#### WHAT IS REQUIRED:
Return every one of the records below word for word, line by line, without changing anything.

#### PROVIDED DATA:
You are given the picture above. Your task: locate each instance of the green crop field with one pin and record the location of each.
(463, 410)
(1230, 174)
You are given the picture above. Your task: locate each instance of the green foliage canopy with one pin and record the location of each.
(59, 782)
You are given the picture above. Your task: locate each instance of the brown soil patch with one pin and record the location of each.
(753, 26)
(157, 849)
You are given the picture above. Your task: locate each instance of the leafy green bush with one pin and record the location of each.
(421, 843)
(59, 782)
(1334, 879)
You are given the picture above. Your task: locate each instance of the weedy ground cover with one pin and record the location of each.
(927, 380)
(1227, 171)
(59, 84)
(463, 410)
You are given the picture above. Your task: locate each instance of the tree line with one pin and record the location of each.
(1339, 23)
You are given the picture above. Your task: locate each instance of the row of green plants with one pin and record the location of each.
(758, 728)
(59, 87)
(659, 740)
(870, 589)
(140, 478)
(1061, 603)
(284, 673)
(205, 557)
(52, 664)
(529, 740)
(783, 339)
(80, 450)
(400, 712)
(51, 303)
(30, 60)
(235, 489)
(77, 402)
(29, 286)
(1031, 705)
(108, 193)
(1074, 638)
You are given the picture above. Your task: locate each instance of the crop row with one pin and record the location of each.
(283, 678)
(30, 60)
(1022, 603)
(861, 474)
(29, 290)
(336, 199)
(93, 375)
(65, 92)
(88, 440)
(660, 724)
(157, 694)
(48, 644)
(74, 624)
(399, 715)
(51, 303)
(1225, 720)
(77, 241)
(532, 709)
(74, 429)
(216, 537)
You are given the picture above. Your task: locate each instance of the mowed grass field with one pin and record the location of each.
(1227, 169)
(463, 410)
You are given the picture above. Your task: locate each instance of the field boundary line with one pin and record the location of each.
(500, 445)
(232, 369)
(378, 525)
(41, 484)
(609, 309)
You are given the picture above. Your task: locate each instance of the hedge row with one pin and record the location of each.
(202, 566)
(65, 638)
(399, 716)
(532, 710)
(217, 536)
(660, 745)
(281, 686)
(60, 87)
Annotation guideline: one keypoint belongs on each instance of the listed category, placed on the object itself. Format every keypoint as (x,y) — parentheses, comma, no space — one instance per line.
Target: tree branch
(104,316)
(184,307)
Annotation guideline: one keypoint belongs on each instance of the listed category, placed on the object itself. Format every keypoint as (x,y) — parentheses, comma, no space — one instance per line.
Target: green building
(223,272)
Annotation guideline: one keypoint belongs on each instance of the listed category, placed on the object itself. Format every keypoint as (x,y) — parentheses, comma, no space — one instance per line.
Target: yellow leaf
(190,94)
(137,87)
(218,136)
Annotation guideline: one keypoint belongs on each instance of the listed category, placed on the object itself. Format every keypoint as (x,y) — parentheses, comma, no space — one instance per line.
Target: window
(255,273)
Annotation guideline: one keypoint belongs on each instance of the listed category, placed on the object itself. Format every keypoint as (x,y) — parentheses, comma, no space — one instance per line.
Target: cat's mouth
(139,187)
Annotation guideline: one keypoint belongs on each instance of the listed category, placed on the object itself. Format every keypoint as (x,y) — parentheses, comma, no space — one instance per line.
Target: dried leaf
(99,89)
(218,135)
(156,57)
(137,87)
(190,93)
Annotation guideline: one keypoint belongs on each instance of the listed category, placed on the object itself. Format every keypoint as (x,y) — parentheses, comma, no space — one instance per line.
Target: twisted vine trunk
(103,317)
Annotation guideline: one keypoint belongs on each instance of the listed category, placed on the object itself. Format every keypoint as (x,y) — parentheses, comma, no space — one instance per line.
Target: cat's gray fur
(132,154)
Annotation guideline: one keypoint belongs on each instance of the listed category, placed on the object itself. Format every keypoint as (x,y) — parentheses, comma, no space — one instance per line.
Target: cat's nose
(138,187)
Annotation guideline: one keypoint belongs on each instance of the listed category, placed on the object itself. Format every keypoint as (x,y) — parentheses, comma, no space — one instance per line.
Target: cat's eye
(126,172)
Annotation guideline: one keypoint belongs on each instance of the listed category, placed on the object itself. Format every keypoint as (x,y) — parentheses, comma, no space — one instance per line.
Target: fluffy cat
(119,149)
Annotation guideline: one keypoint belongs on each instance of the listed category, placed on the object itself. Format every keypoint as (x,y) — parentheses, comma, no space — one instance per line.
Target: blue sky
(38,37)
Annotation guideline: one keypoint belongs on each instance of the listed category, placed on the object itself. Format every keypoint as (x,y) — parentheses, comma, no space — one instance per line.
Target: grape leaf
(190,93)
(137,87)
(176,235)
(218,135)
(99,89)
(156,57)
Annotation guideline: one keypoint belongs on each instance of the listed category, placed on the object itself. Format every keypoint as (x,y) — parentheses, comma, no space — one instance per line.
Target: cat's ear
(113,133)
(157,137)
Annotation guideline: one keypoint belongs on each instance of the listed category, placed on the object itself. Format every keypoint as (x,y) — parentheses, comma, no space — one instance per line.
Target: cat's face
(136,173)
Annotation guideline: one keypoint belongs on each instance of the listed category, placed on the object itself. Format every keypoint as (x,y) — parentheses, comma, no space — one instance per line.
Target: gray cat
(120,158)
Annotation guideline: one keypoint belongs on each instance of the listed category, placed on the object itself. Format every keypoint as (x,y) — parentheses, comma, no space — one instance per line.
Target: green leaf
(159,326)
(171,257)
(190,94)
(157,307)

#### EXERCISE SOLUTION:
You are given the picture above. Your task: locate each instance of the green crop field with one pin and record the location of each.
(463, 410)
(1230, 174)
You are given the picture above. Your task: locate each instance of the green foliage canopy with one pin and record the location of each.
(59, 782)
You are given the picture above. Your task: locate each instance of the brown soil patch with one pin and record the location of each.
(753, 26)
(157, 849)
You are given the picture above. Your task: locate each instance of the leafy green bush with one pin and record the location of each.
(421, 843)
(59, 782)
(1334, 879)
You are given the picture above. Your task: locate each instance of the weedy ground cover with one pin and record the location of each.
(927, 380)
(1227, 171)
(59, 84)
(463, 410)
You are given the picture above. Your task: locate each instance of the tree line with one pin and record the location of each.
(1339, 23)
You are given the picture above. Your task: locate each instance of the row of green plants with one pin and record the location of each.
(758, 728)
(59, 87)
(659, 740)
(870, 589)
(140, 478)
(1061, 603)
(284, 673)
(205, 557)
(52, 664)
(529, 740)
(783, 339)
(80, 450)
(400, 712)
(51, 303)
(30, 60)
(235, 489)
(77, 402)
(29, 286)
(1031, 705)
(108, 193)
(1074, 638)
You are given the picture above. Your task: locate each instance of the crop row with one pin and record the location of each.
(283, 678)
(30, 60)
(1022, 603)
(861, 474)
(29, 290)
(336, 199)
(93, 375)
(65, 92)
(88, 440)
(660, 724)
(157, 694)
(48, 644)
(74, 624)
(399, 715)
(51, 303)
(1225, 720)
(77, 241)
(532, 709)
(74, 429)
(216, 537)
You are given the picture above. Your task: locate each instance of the mowed grass field with one pin and record the location of each.
(1227, 169)
(463, 410)
You are given the picture above. Your task: locate each instance of the field boundary line with one pin and record the location of each.
(500, 445)
(232, 369)
(378, 525)
(41, 484)
(609, 309)
You are given the picture above. Your task: locate each instance of the hedge row with one pin and record the location of each.
(202, 566)
(65, 638)
(399, 716)
(532, 710)
(217, 536)
(660, 745)
(281, 686)
(60, 87)
Annotation guideline: one keypoint belongs on each instance of the listed category, placed on the object itself. Format every keypoint as (x,y) — parentheses, comma, no space — one instance per line.
Target: tree branch
(104,316)
(184,307)
Annotation guideline: one keypoint belongs on each instance of the listed category, placed on the object itself. Format every keypoint as (x,y) — parentheses, comma, no space — one instance per line.
Target: green building
(223,272)
Annotation guideline: one keypoint belongs on each instance of the listed category, placed on the object itself. Format every keypoint as (x,y) — parentheses, comma, no space — one instance per line.
Target: yellow leaf
(190,94)
(137,87)
(218,136)
Annotation guideline: one keypoint belongs on each instance of the listed category, placed on the object itself. Format every keypoint as (x,y) — parentheses, comma, no space — one instance per line.
Target: window
(255,273)
Annotation guideline: one keypoint belongs on each instance of the listed category, placed on the object itself. Format every keypoint as (x,y) — parentheses, comma, no space — one instance per line.
Target: cat's mouth
(139,187)
Annotation guideline: one keypoint belongs on each instance of the listed category, placed on the object itself. Format every keypoint as (x,y) — parentheses, comma, no space — one instance per line.
Target: dried leaf
(99,89)
(218,135)
(156,57)
(137,87)
(190,93)
Annotation guideline: one keypoint belongs on each instance of the listed category, placed on the object itself. Format every keypoint as (x,y) — parentheses, comma, no space — one instance per line.
Target: twisted vine trunk
(103,317)
Annotation guideline: one keypoint belongs on each instance of the listed category, placed on the object itself. Format every keypoint as (x,y) — parentheses, comma, no space — one instance per line.
Target: cat's gray fur
(132,154)
Annotation guideline: one keypoint belongs on each instance of the listed category, placed on the object itself. Format every keypoint as (x,y) — parentheses, comma, no space — one instance per line.
Target: cat's nose
(138,187)
Annotation guideline: one keypoint belongs on each instance of the listed category, placed on the object itself. Format every keypoint as (x,y) — parentheses, comma, no space — one instance per line.
Target: cat's eye
(126,172)
Annotation guideline: one keypoint belongs on each instance of the listed category, placed on the object itself. Format every keypoint as (x,y) — parentheses, comma, no space — one instance per line.
Target: fluffy cat
(119,149)
Annotation guideline: one keypoint belongs on each instance of the listed category, placed on the object itself. Format every keypoint as (x,y) — parentheses, comma, no space — one instance per line.
Target: blue sky
(38,37)
Annotation guideline: one keypoint belongs on each instance of the listed category, placed on the object itself. Format every keypoint as (x,y) — parentheses, comma, no space — one instance per line.
Target: grape leaf
(190,93)
(137,87)
(176,235)
(218,135)
(99,89)
(156,57)
Annotation guideline: one keypoint belongs on each instance of the listed category, placed on the object itself. Format every keypoint as (x,y) — parentheses, comma, no space — one instance per line.
Target: cat's ear
(113,133)
(157,137)
Annotation guideline: one keypoint belongs on each instance of the listed category, placed on the object itself. Format every keypoint as (x,y) — parentheses, comma, no space — one instance per line.
Target: cat's face
(136,173)
Annotation guideline: one keypoint belongs on each instance of the listed category, placed on the object itself. Format every keypoint as (x,y) — parentheses, comma, no space — one instance per line.
Target: gray cat
(120,158)
Annotation guideline: one keypoint belongs on each instance of the listed category, placed on the object itself. Format every keypoint as (x,y) — parentheses, comma, no space — one instance per line.
Target: green leaf
(159,326)
(171,257)
(190,94)
(157,307)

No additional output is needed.